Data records
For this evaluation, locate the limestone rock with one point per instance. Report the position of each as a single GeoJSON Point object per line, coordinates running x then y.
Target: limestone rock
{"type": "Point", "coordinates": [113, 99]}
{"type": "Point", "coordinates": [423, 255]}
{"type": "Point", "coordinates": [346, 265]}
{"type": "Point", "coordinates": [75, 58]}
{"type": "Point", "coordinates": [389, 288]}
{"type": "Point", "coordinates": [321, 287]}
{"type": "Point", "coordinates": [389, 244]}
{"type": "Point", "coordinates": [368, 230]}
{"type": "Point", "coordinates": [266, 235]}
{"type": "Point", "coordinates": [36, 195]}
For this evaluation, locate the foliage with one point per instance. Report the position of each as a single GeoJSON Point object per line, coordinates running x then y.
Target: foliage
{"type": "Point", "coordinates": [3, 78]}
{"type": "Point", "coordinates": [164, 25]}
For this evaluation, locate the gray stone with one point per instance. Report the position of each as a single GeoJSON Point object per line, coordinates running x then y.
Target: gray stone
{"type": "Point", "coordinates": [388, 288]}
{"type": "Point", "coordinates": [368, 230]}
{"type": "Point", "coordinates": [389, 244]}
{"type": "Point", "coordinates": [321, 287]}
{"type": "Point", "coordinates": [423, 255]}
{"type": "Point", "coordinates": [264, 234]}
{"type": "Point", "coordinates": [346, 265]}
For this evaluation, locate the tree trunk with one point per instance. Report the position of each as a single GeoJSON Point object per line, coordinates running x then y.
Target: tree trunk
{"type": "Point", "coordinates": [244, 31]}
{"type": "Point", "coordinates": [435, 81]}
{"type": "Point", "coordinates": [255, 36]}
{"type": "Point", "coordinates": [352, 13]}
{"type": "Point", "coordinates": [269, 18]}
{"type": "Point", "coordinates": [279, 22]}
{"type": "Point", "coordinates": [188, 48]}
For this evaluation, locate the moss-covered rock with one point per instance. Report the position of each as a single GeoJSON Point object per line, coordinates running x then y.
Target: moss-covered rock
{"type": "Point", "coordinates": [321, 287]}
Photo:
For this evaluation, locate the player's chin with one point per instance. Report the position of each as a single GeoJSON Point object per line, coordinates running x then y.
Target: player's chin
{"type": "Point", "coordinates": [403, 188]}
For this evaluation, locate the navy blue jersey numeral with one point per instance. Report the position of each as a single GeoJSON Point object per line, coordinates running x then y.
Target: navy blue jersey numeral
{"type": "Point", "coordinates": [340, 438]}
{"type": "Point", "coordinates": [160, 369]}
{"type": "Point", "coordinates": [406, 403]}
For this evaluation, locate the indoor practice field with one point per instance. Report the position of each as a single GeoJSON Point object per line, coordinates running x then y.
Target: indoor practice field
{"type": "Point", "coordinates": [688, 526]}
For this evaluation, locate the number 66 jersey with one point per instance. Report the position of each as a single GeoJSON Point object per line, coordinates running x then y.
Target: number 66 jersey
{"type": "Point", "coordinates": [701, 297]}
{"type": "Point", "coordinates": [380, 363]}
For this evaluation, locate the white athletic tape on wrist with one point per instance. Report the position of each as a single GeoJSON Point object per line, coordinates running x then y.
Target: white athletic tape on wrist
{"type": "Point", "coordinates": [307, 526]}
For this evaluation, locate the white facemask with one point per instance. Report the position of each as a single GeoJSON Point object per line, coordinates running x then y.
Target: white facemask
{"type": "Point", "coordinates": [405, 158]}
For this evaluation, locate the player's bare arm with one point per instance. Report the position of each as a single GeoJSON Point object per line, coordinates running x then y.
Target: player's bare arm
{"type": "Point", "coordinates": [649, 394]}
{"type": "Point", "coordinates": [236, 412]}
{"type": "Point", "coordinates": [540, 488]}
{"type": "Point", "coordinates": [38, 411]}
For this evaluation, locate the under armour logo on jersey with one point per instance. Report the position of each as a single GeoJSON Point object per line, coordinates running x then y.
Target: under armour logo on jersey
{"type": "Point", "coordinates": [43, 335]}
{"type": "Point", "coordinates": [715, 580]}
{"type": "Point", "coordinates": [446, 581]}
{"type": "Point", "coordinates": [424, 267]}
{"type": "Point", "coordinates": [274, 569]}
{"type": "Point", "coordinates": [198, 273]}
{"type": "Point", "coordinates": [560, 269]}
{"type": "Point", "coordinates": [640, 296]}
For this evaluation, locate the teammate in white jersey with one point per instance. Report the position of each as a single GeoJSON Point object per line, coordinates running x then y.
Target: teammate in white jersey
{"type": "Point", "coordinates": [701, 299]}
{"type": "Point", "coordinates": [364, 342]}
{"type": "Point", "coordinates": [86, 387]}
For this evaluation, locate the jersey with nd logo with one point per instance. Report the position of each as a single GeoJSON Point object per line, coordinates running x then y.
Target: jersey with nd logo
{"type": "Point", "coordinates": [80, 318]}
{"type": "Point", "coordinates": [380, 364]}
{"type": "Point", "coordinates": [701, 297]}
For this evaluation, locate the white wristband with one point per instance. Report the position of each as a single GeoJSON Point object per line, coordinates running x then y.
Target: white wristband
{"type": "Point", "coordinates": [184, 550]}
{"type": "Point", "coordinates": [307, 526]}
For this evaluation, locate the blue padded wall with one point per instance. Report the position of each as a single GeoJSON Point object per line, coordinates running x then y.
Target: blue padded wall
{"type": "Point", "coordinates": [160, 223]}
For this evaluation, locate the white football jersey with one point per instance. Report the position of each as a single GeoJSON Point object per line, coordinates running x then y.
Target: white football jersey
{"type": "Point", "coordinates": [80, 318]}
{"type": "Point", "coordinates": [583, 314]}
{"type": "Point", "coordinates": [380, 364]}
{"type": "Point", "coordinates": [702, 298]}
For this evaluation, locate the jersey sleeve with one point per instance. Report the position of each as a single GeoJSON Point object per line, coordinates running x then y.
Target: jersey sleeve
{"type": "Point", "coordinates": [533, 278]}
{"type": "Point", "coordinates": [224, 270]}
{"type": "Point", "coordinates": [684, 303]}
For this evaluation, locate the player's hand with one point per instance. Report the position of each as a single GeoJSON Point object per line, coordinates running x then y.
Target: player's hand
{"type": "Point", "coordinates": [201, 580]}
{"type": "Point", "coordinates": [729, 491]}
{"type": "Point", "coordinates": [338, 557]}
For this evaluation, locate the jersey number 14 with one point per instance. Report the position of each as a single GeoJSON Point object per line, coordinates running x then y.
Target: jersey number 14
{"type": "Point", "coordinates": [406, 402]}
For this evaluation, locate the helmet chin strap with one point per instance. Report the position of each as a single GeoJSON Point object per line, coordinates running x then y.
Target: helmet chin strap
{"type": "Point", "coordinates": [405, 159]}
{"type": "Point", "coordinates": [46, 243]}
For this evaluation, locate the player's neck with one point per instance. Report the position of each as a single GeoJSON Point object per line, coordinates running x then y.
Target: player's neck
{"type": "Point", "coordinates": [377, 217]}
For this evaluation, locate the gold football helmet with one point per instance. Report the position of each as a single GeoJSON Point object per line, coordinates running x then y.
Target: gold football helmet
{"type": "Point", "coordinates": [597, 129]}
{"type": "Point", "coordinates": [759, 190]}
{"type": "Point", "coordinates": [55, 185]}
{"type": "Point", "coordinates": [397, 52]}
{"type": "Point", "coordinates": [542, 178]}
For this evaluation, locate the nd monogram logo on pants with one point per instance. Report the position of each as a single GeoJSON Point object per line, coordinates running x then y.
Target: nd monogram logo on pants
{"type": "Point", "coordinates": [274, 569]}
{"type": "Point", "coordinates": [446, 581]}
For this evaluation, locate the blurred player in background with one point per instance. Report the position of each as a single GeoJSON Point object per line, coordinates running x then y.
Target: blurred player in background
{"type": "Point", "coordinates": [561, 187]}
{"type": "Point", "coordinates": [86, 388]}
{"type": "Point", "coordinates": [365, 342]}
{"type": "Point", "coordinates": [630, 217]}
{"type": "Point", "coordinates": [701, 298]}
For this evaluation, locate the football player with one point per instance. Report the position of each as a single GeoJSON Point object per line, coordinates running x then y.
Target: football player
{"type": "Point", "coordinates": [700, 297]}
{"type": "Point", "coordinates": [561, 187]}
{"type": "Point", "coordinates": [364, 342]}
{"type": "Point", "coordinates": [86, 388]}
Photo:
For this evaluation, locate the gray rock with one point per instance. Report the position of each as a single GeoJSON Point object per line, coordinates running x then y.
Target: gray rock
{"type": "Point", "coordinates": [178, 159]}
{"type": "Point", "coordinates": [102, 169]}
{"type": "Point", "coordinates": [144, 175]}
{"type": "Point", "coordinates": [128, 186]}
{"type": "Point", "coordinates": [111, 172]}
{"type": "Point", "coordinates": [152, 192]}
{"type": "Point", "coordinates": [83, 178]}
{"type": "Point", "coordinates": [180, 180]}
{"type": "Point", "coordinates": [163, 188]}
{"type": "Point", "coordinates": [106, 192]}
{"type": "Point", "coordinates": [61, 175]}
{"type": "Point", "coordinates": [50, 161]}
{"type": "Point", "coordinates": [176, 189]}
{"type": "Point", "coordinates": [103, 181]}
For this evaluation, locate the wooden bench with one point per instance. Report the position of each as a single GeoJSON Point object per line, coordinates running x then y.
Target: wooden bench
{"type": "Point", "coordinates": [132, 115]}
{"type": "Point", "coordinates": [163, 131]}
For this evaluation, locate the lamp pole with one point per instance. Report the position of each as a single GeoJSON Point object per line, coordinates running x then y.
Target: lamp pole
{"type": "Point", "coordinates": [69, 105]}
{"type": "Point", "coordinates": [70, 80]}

(Written problem): Everything from the line containing "For this evaluation, locate the blurred" to the last line of the entries above should be quoted exactly, and only that.

(Answer for the task):
For this evaluation, locate the blurred player in background with one point per instance. Report the position of each as a single GeoJSON Point object per line, coordinates running x then y.
Target: blurred player in background
{"type": "Point", "coordinates": [561, 187]}
{"type": "Point", "coordinates": [86, 388]}
{"type": "Point", "coordinates": [365, 342]}
{"type": "Point", "coordinates": [630, 217]}
{"type": "Point", "coordinates": [701, 298]}
For this evaluation, locate the football player with one point per instance. Report the position of each as a single GeoJSON Point object per line, coordinates running x then y.
Target: football player
{"type": "Point", "coordinates": [700, 297]}
{"type": "Point", "coordinates": [561, 187]}
{"type": "Point", "coordinates": [364, 342]}
{"type": "Point", "coordinates": [86, 388]}
Photo:
For this evaluation, locate the gray rock with one point per instance. Report the position of each as a single GeoJSON Point object per line, coordinates running x then y.
Target: gray rock
{"type": "Point", "coordinates": [178, 159]}
{"type": "Point", "coordinates": [102, 169]}
{"type": "Point", "coordinates": [144, 175]}
{"type": "Point", "coordinates": [128, 186]}
{"type": "Point", "coordinates": [111, 172]}
{"type": "Point", "coordinates": [152, 192]}
{"type": "Point", "coordinates": [83, 178]}
{"type": "Point", "coordinates": [180, 180]}
{"type": "Point", "coordinates": [163, 188]}
{"type": "Point", "coordinates": [106, 192]}
{"type": "Point", "coordinates": [61, 175]}
{"type": "Point", "coordinates": [50, 161]}
{"type": "Point", "coordinates": [176, 189]}
{"type": "Point", "coordinates": [103, 181]}
For this evaluation, locate the wooden bench with one point per instance. Report the position of each as a single GeoJSON Point object per line, coordinates running x then y.
Target: wooden bench
{"type": "Point", "coordinates": [132, 115]}
{"type": "Point", "coordinates": [163, 131]}
For this evaluation, locate the lamp pole with one point per instance. Report the position of each as a single GeoJSON Point object per line, coordinates running x then y.
Target: lamp pole
{"type": "Point", "coordinates": [69, 105]}
{"type": "Point", "coordinates": [70, 80]}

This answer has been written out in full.